- READING TEXT
Amelie has been into dramatic play of late, in which everyone assumes an new identity. Recently, the most popular has been Mary and Elizabeth. That would be Amelie as Mary, the mother of our Lord and me as Elizabeth, her cousin. Playing usually goes something like this:
Mary/Amelie: "Hello Elizabeth."
Elizabeth/me: "Hello Mary."
Mary/Amelie: "Where's Zechariah?"
Elizabeth/me: "He's at work. Where's Joseph?"
Mary/Amelie: "He's at work too. At work sometimes he works out and he finds bagels." (sounds strangely like what Amelie knows of Daddy's work activities)
Elizabeth/me: "I see..."
Mary/Amelie: "Where's Baby John?"
Elizabeth/me: I answer with whatever Linus is doing. However, sometimes Linus is Baby Jesus. He plays a dual role. Although, is it complete heresy to call my own son "Baby Jesus?"

[Region labeling items]
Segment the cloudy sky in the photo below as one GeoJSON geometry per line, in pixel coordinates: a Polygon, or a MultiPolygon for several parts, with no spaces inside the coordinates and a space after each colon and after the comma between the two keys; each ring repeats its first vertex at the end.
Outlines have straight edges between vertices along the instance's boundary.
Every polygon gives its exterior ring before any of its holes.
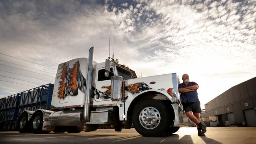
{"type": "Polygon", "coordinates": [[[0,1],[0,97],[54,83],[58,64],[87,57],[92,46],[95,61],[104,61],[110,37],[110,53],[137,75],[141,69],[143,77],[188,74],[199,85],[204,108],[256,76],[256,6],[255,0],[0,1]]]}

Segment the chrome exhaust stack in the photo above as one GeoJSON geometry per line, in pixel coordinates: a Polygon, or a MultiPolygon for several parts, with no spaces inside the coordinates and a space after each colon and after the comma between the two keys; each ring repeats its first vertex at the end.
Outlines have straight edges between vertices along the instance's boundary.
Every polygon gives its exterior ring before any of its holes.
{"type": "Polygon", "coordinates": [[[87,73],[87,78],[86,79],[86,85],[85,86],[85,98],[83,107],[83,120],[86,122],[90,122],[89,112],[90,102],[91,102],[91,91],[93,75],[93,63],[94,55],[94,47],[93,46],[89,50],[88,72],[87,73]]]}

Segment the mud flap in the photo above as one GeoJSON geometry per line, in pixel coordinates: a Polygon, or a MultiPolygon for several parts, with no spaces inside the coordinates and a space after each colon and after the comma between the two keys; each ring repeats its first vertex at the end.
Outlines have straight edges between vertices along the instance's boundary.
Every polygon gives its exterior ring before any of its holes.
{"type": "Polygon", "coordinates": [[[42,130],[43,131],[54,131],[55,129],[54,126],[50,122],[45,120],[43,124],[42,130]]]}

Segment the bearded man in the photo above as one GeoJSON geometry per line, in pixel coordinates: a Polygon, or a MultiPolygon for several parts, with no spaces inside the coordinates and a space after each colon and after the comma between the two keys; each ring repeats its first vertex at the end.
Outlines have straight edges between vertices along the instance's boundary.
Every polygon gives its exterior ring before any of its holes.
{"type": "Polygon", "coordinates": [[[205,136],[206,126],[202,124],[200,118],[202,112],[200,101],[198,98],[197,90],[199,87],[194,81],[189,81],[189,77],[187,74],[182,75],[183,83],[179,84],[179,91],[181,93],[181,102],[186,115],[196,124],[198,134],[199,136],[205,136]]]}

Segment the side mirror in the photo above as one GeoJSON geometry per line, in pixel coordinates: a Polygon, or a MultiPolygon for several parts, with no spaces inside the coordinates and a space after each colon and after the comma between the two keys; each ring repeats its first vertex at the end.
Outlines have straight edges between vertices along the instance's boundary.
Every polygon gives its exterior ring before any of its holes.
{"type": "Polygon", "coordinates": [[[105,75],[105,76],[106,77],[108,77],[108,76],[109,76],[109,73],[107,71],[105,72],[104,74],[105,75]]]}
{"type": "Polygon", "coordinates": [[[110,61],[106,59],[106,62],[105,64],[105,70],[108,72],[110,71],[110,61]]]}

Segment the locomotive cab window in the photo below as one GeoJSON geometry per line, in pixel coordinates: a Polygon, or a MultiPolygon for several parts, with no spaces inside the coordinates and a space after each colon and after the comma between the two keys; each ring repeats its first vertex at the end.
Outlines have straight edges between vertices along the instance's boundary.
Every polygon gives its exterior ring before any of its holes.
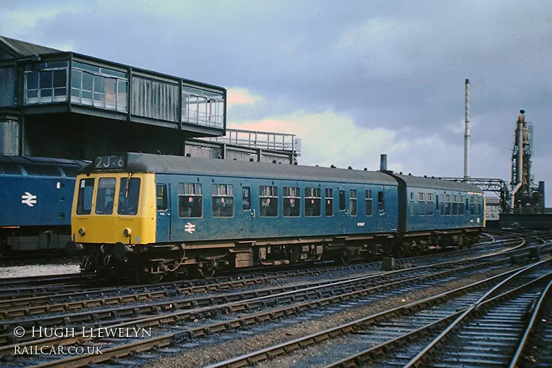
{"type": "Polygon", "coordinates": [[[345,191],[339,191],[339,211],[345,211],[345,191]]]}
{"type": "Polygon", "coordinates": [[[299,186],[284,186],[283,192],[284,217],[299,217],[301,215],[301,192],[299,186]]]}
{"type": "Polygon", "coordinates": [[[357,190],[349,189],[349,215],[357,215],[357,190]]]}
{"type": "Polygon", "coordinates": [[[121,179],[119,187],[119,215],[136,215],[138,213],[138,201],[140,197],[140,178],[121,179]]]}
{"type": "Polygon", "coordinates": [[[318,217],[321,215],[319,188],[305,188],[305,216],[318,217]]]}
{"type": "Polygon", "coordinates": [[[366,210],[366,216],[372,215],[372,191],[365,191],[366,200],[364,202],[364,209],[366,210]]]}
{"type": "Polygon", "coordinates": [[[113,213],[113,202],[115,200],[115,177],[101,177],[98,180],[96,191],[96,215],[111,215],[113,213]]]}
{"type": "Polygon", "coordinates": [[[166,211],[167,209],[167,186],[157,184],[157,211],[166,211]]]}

- TO DO
1 > Update the records starting at the line containing "Segment the locomotive" and ending at the end of the records, replacing "cab window" with "side window" and leaving everything else unchanged. Return only those lines, without the pictures.
2 > Continue the text about the Mary and Elizabeth dramatic play from where it stops.
The text and the records are unrelated pieces of material.

- EXPECTED OUTPUTS
1 >
Segment the locomotive side window in the photo below as one GeoJSON geometry per line, in pixel coordinates: a Polygon, or a MultiPolygon for several parts, with no spaces inside the coordinates and a space after each colon and after the comma between the two keys; each ring repeats its first vertex at the end.
Outlines have straight edges between vertices along the instance's boundary.
Every polygon gives its exterior ring before any of its holes.
{"type": "Polygon", "coordinates": [[[345,191],[339,191],[339,211],[345,211],[345,191]]]}
{"type": "Polygon", "coordinates": [[[299,186],[284,186],[283,192],[284,217],[299,217],[301,215],[301,192],[299,186]]]}
{"type": "Polygon", "coordinates": [[[357,190],[349,189],[349,215],[357,215],[357,190]]]}
{"type": "Polygon", "coordinates": [[[121,179],[119,187],[119,215],[136,215],[138,213],[138,201],[140,197],[140,178],[121,179]]]}
{"type": "Polygon", "coordinates": [[[318,217],[321,215],[319,188],[305,188],[305,216],[318,217]]]}
{"type": "Polygon", "coordinates": [[[366,210],[366,216],[372,215],[372,191],[365,191],[366,200],[364,202],[364,209],[366,210]]]}
{"type": "Polygon", "coordinates": [[[113,213],[113,202],[115,200],[115,177],[101,177],[98,180],[96,191],[96,215],[111,215],[113,213]]]}
{"type": "Polygon", "coordinates": [[[166,211],[167,209],[167,186],[157,184],[157,211],[166,211]]]}

2 >
Mary/Amelie: "Violet, you're our friend Sarah." (That would be a random Jewish-sounding name I came up with to include Violet, since I couldn't think of another contemporary female of Mary and Elizabeth, except maybe Mary Magdelene, and I wasn't going there.)
Sarah/Violet: "I Sarah"
Mary/Amelie: "We're going to Pennsylvania to visit my friend Ducky (what we call Duncan's mom). Joseph is getting ready for the trip but he's very sick with a stomach ache because he ate a bone of meat."
Elizabeth/Me: "Oh, my! Not a bone of meat!"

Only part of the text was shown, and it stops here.